PROBLEM STATEMENT — Reproduce verbatim the passage of the post on shoveling snow from "So never fear" to "learned thus far.".

TEXT BLOCK —

......

I'm sure you've realized by now that I'm a curmudgeon. A crabby, perimenopausal, ‘you kids get off my lawn’ screaming, sourpuss. I wasn’t always this way. It took a lot to kill my dreams and stomp out the optimism. But here I am. Gotta love me!
I know I’ve been doing a lot of bitching about the snow in Eastern Pennsylvania. One may ask, ‘Why don’t you move somewhere warm’. It’s a good question and there are two answers to that. One: 75% of my family unit, whom I love and need to be near, lives here. Two: There is only one thing I hate more than freezing precipitation and that is extreme heat and humidity. Ironic huh?
So never fear my readers! There is always some type of bitching to look forward to from A/I/K/E!
Eastern PA has been getting slammed with a lot of snow lately. Since I've spent many hours shoveling, I thought I would share what I have learned thus far.
First: Find a man or a kid to do it. This is back breaking work! Kids are young enough to shovel and then spend a dozen more hours making a fort in it. You give them a few bucks and they will come back after every storm to shovel your car out. Men are useless for anything other than sex and trying to fix things that you will have to call a professional to fix later. I know a woman who will look up how to fix something on YouTube, watch the video, and do it herself all before her husband is even aware something is broken! Shoveling snow is a simple and uncomplicated chore for men (unless they have a 'snow blower'). Set them up to succeed!
Second: If there is no kid or man around to shovel, I use this little known trick to give me incentive to keep going. It’s a drinking game. I take a swig of my Vodka or Southern Comfort, put the cap back on, and throw the bottle a foot in front of me into the snow. Shovel to it and start again. Don’t throw the bottle more than a foot in front of you! You’ll end up shoveling the whole block looking for it. If you can't find the bottle, you may want to move. When the snow melts you'll have to deal with all the gossip concerning the sea of half filled bottles in front of your house.
Third: Your nose constantly runs. Once snot exits the nostril, it freezes. Then your face looks like a smeared glazed donut. Not attractive ladies.

......

Stored data entries
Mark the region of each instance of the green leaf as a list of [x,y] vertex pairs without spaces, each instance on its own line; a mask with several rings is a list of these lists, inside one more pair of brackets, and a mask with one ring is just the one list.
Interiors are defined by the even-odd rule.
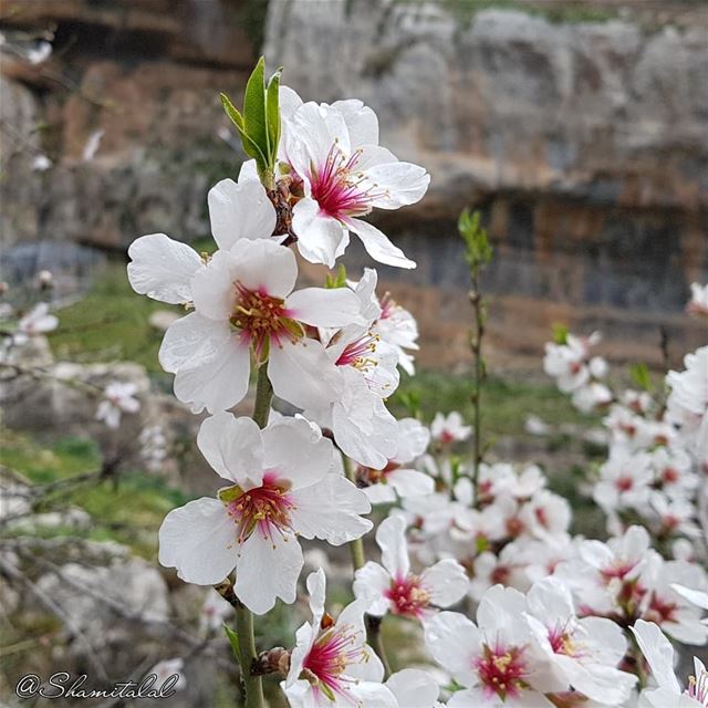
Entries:
[[281,66],[268,82],[266,90],[266,121],[268,124],[268,140],[270,144],[269,164],[275,165],[278,159],[278,145],[280,143],[280,76],[283,73]]
[[263,169],[270,167],[270,140],[266,119],[266,80],[263,72],[266,62],[261,56],[249,76],[243,94],[243,128],[248,137],[259,147],[266,158]]
[[568,326],[564,324],[553,325],[553,342],[555,344],[568,344]]
[[231,650],[233,652],[233,656],[236,660],[241,663],[241,647],[239,646],[239,635],[229,627],[229,625],[223,625],[223,631],[226,632],[226,636],[229,637],[229,644],[231,645]]
[[646,364],[633,364],[629,367],[632,381],[643,391],[652,391],[652,376]]
[[237,111],[236,106],[231,103],[229,97],[222,93],[221,96],[221,105],[226,111],[226,114],[231,118],[233,125],[236,125],[239,135],[241,136],[241,145],[243,146],[243,152],[249,156],[256,159],[256,162],[260,165],[266,165],[266,156],[261,152],[260,147],[247,135],[243,116]]
[[336,270],[336,275],[332,275],[332,273],[326,274],[326,278],[324,279],[324,287],[329,290],[346,288],[346,268],[344,268],[344,263],[340,263],[340,267]]

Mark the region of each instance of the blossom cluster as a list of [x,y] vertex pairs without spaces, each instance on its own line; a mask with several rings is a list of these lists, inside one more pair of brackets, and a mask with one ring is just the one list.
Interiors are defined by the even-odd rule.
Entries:
[[[232,590],[237,615],[262,615],[278,600],[295,602],[301,540],[336,546],[373,533],[377,560],[353,553],[353,601],[336,617],[325,612],[326,577],[316,570],[306,579],[311,618],[292,648],[259,657],[280,674],[294,708],[628,706],[645,660],[659,688],[642,700],[652,705],[665,688],[683,699],[654,649],[664,660],[664,635],[706,644],[708,575],[698,545],[668,558],[644,527],[622,520],[607,542],[573,535],[572,509],[538,465],[468,461],[460,450],[472,429],[459,413],[429,425],[391,414],[400,369],[415,372],[415,319],[377,295],[373,269],[357,281],[340,272],[324,288],[296,288],[290,247],[331,268],[355,233],[374,260],[413,268],[363,217],[418,201],[429,177],[378,145],[376,116],[361,102],[303,102],[273,81],[268,121],[256,128],[225,104],[254,159],[237,181],[209,191],[217,250],[200,254],[153,233],[128,251],[133,288],[187,311],[167,330],[159,361],[175,375],[177,398],[206,412],[197,446],[219,478],[211,497],[167,514],[160,563],[187,582]],[[251,81],[247,94],[253,105]],[[582,410],[611,406],[612,449],[596,502],[608,513],[653,509],[663,525],[678,519],[671,533],[705,533],[693,499],[705,464],[699,384],[708,347],[668,375],[671,393],[658,412],[644,392],[612,393],[606,362],[592,355],[597,339],[565,334],[544,360]],[[233,410],[253,375],[254,410],[246,417]],[[628,486],[617,481],[625,478]],[[353,548],[363,554],[361,543]],[[205,603],[204,633],[227,616],[217,601],[212,593]],[[417,628],[438,670],[387,675],[374,639],[389,615]],[[237,643],[242,659],[249,637]],[[244,670],[241,660],[247,693],[259,662]],[[702,668],[696,680],[687,697],[706,706]]]

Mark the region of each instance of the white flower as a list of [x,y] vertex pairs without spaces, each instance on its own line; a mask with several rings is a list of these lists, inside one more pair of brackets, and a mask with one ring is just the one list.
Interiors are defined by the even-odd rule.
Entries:
[[425,452],[430,441],[428,429],[415,418],[404,418],[396,421],[398,438],[396,455],[389,459],[383,469],[360,466],[357,477],[367,485],[364,491],[373,503],[396,501],[396,494],[402,499],[419,494],[431,494],[435,482],[429,475],[410,467],[416,458]]
[[438,702],[440,687],[428,671],[404,668],[392,674],[384,686],[395,696],[398,708],[444,708]]
[[325,576],[308,576],[312,622],[296,632],[288,678],[280,684],[292,708],[372,706],[398,708],[382,684],[384,667],[366,644],[366,601],[356,600],[323,625]]
[[649,500],[654,473],[652,459],[645,452],[613,448],[610,459],[600,468],[600,481],[593,499],[605,510],[643,510]]
[[467,440],[472,434],[472,428],[468,425],[462,425],[462,416],[457,410],[452,410],[447,416],[442,413],[435,415],[430,424],[430,434],[434,440],[442,445],[449,445],[450,442]]
[[176,374],[175,394],[194,413],[225,410],[246,396],[251,351],[257,362],[268,360],[268,377],[281,398],[301,408],[334,400],[341,376],[304,325],[354,322],[358,302],[344,288],[292,292],[295,257],[269,240],[275,212],[263,188],[254,181],[231,185],[219,183],[210,192],[221,250],[207,263],[164,233],[144,236],[128,249],[136,292],[162,302],[194,302],[195,312],[167,329],[160,364]]
[[58,325],[56,316],[49,314],[49,305],[40,302],[18,322],[18,331],[12,341],[15,345],[25,344],[30,337],[52,332]]
[[570,590],[556,577],[531,587],[527,608],[533,638],[565,689],[603,705],[628,700],[636,677],[615,668],[627,648],[617,624],[603,617],[579,620]]
[[402,517],[388,517],[376,530],[382,565],[368,561],[354,575],[354,595],[371,603],[368,614],[387,612],[425,621],[435,607],[449,607],[467,593],[465,569],[452,559],[427,568],[419,575],[410,572],[406,523]]
[[106,426],[115,430],[121,425],[121,415],[124,413],[137,413],[140,402],[135,398],[137,385],[127,382],[113,382],[103,393],[104,398],[98,404],[96,420],[103,420]]
[[696,676],[688,689],[681,691],[674,674],[674,647],[653,622],[637,620],[633,627],[642,654],[646,659],[658,688],[645,688],[639,699],[641,708],[706,708],[708,707],[708,673],[702,662],[694,659]]
[[686,305],[686,312],[696,316],[708,317],[708,283],[690,284],[690,302]]
[[532,650],[523,613],[523,595],[494,585],[477,608],[477,624],[455,612],[441,612],[425,626],[425,638],[436,662],[464,686],[448,701],[450,708],[528,706],[551,708],[543,694],[562,683]]
[[406,350],[417,351],[418,323],[416,319],[386,293],[381,302],[381,314],[375,331],[384,342],[398,352],[398,365],[410,376],[415,374],[414,357]]
[[302,104],[283,119],[283,145],[290,177],[301,180],[304,195],[292,220],[303,258],[332,268],[351,230],[374,260],[415,267],[382,231],[358,218],[373,208],[415,204],[430,181],[425,169],[378,146],[371,108],[360,101]]
[[159,561],[190,583],[212,585],[236,566],[235,591],[257,614],[295,600],[303,559],[298,535],[341,545],[372,524],[366,494],[330,472],[332,444],[303,418],[259,430],[220,413],[197,445],[229,487],[170,511],[159,530]]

......

ANSWER TO THIS PROBLEM —
So never fear my readers! There is always some type of bitching to look forward to from A/I/K/E!
Eastern PA has been getting slammed with a lot of snow lately. Since I've spent many hours shoveling, I thought I would share what I have learned thus far.